■ TASK
Count the lines in the data below that contain the string "bulb", matching case exactly. Reply with the number alone.

■ MATERIAL TO PROCESS
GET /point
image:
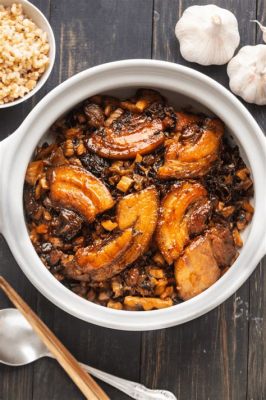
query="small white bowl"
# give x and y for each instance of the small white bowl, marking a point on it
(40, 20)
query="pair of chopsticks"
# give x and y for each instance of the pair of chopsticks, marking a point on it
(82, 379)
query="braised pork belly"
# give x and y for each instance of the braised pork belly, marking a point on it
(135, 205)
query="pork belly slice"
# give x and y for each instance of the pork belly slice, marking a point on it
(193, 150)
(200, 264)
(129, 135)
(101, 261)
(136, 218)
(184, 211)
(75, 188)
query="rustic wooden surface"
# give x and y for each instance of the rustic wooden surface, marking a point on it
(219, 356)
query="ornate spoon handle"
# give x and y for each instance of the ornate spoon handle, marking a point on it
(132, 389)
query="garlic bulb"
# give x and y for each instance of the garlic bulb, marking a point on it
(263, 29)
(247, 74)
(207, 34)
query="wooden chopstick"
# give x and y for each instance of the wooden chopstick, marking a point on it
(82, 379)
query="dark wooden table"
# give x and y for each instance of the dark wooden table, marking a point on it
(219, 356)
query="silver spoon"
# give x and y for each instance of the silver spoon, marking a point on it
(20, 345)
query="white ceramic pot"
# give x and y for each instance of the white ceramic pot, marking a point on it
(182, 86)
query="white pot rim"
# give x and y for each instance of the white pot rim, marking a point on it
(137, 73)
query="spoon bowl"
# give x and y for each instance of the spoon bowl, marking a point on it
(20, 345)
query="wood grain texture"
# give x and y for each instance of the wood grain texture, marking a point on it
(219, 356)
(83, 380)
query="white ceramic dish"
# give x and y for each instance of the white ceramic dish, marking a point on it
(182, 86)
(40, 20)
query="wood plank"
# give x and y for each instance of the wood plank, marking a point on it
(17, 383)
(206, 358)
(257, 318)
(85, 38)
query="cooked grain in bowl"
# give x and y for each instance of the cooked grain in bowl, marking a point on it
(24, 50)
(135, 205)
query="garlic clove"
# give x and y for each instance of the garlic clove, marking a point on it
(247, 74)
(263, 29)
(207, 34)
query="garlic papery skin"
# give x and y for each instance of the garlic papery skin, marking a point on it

■ FINAL RESULT
2